Exercise data:
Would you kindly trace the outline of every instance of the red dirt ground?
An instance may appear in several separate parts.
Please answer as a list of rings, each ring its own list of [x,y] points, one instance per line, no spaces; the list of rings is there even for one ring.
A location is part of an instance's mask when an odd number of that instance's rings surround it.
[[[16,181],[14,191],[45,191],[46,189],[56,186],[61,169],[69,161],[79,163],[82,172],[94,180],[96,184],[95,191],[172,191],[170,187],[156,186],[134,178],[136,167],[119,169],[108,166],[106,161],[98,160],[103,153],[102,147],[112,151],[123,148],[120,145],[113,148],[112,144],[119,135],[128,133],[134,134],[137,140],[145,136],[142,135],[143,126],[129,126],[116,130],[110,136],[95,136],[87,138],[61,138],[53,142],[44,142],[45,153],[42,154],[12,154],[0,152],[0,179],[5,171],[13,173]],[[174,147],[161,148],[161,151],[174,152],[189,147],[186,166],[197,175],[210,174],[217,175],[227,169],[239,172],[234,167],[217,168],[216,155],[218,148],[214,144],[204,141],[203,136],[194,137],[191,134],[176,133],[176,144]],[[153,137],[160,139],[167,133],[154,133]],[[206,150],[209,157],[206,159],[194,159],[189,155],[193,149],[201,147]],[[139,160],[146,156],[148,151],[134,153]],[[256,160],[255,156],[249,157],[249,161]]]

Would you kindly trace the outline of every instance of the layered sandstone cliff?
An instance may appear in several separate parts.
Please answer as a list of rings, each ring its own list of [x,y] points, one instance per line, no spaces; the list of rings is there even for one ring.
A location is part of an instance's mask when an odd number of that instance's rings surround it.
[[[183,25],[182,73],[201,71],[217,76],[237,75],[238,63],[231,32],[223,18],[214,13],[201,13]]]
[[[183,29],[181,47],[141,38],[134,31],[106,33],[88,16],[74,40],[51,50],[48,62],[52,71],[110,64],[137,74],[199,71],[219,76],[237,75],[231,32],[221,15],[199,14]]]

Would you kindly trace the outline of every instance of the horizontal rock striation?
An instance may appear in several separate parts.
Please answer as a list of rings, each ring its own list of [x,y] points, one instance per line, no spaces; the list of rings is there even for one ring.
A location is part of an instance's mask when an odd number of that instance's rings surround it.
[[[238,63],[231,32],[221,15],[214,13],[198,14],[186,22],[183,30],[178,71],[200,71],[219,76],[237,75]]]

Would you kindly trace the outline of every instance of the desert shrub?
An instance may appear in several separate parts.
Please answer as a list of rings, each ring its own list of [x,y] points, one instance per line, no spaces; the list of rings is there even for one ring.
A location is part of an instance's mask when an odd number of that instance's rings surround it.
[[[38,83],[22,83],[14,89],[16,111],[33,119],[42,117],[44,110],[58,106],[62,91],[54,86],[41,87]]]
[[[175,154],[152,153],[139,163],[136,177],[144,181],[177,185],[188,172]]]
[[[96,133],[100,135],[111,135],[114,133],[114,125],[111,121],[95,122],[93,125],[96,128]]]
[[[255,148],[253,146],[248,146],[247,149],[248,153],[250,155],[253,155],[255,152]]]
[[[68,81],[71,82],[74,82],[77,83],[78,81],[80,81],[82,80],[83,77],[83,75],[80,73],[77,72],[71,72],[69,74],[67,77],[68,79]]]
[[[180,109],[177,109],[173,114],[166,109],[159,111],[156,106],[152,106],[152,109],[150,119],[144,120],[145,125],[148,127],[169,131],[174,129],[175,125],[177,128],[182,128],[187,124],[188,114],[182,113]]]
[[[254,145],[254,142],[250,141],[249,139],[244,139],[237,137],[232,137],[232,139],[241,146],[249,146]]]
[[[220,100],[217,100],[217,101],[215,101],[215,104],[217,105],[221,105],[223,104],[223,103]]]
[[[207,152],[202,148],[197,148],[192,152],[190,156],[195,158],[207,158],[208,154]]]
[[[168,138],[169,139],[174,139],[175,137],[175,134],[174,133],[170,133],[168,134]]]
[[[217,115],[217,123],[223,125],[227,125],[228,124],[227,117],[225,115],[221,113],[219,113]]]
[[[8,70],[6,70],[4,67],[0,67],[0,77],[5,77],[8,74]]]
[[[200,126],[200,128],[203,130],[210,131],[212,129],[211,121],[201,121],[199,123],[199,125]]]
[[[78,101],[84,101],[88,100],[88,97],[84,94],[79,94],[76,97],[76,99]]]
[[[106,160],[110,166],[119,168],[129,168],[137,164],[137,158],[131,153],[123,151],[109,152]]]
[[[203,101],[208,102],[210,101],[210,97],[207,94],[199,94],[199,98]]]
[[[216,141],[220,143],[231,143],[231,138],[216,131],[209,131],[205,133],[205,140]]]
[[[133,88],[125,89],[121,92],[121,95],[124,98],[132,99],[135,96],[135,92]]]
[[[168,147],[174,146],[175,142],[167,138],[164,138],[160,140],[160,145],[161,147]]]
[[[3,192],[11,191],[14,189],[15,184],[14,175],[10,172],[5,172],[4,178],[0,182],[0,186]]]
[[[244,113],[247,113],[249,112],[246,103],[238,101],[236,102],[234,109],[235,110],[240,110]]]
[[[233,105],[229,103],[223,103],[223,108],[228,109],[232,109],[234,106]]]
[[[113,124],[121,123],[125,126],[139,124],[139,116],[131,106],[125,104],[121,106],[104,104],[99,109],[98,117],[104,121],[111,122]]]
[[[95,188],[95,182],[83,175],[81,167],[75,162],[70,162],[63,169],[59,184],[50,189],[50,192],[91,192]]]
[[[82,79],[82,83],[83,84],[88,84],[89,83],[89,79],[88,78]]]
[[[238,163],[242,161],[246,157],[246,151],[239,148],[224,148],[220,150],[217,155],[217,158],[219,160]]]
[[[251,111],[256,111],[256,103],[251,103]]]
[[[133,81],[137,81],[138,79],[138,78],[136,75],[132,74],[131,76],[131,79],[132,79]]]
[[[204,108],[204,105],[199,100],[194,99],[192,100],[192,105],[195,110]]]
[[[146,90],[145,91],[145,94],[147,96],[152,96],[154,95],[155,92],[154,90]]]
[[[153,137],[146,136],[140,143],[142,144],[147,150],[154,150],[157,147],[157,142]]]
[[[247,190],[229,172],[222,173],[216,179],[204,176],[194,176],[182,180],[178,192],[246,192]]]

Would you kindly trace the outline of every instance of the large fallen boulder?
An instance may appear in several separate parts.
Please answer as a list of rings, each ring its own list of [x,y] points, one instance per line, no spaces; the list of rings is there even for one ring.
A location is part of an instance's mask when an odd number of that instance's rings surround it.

Requirements: Lines from the one containing "large fallen boulder?" through the final line are to be given again verbatim, with nothing before or after.

Output:
Would you kindly trace the outline of every instance of the large fallen boulder?
An instance may appear in several separate parts.
Please answer as a list of rings, each ring its own list of [x,y] points, one instance per line, no spaces; the list of rings is there even for one ring.
A location is part of an instance's mask when an odd number of that instance's rings surround it.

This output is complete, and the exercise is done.